------ RECORDS PROVIDED

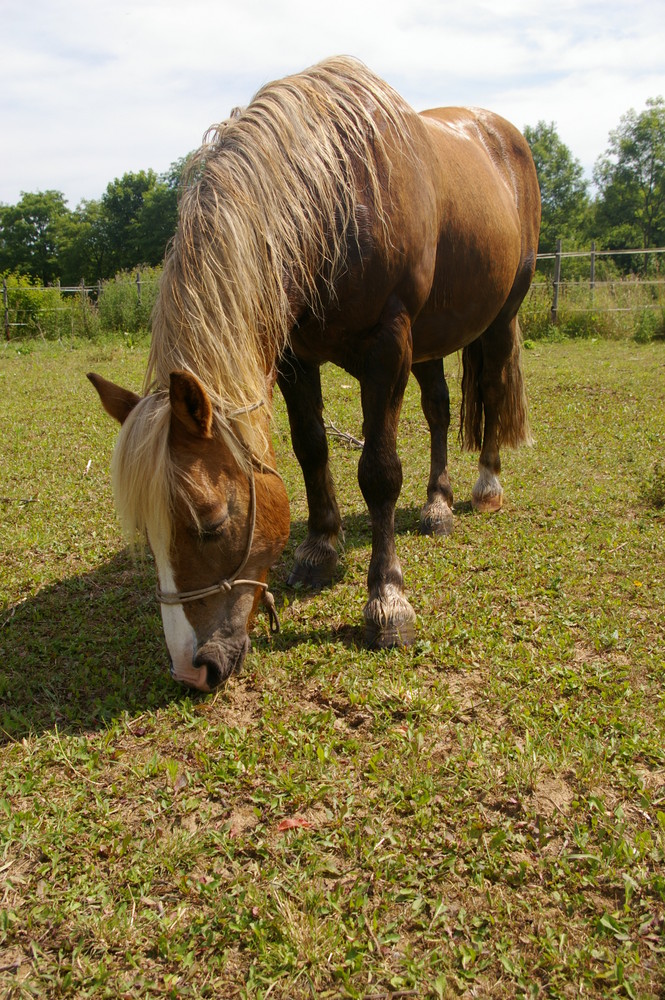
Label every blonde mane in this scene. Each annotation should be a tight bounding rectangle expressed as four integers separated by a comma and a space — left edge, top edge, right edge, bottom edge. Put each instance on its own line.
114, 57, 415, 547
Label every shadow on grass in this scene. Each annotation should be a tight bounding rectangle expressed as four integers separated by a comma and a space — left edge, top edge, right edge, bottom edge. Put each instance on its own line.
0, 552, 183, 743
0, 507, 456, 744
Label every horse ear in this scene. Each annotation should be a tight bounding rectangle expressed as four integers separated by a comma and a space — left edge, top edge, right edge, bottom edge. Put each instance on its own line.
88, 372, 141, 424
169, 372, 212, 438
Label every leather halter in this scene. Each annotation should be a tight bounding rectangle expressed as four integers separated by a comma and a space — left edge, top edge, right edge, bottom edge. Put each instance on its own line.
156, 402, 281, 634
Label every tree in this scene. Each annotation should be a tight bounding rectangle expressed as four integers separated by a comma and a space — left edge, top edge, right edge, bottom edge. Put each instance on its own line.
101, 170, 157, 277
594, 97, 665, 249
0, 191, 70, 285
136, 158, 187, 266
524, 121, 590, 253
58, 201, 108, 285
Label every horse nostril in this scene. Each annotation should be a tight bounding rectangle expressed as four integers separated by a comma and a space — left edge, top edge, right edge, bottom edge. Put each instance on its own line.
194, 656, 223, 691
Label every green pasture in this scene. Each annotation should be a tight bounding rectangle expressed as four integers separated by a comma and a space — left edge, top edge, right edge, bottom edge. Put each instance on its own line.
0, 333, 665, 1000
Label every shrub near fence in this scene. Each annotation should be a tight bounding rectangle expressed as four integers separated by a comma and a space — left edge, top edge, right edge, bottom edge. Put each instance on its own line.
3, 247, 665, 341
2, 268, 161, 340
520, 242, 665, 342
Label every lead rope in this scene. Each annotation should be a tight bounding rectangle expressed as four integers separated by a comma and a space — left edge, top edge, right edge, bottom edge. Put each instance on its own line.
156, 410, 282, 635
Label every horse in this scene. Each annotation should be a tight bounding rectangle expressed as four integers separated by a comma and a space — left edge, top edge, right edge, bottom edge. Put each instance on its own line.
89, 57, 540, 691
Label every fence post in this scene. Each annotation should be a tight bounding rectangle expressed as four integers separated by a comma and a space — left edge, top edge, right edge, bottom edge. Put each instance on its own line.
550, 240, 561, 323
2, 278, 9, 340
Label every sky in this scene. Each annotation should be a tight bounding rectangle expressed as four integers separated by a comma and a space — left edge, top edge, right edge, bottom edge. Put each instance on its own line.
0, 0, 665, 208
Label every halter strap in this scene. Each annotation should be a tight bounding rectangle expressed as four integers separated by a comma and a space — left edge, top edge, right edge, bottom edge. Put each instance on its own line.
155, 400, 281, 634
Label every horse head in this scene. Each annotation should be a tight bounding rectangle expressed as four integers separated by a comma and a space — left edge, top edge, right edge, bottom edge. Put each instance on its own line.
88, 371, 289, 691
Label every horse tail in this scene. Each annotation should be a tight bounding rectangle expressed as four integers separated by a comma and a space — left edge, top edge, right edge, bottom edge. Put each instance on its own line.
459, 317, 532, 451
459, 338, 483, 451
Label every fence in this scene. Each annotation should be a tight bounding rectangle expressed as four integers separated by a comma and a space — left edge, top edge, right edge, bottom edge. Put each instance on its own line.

------------

### SHORT TASK
Pick out every line of the material that contains the string "halter", treating uppercase and lowercase as different. Copy each of those lines in full.

### ANSWER BELOW
Label every leather halter in this scene. Each annotation should be a tight bounding rectangle expressed as four integers separated by a comma and a space — left edge, top edge, right edge, bottom edge. Put each instance on its own line.
Label every halter strap in this scene. Each annotation should be a tight bounding rectangle expressed as four integers separated by a comma and a space — left edge, top edge, right edge, bottom edge. Put each instance on its own line.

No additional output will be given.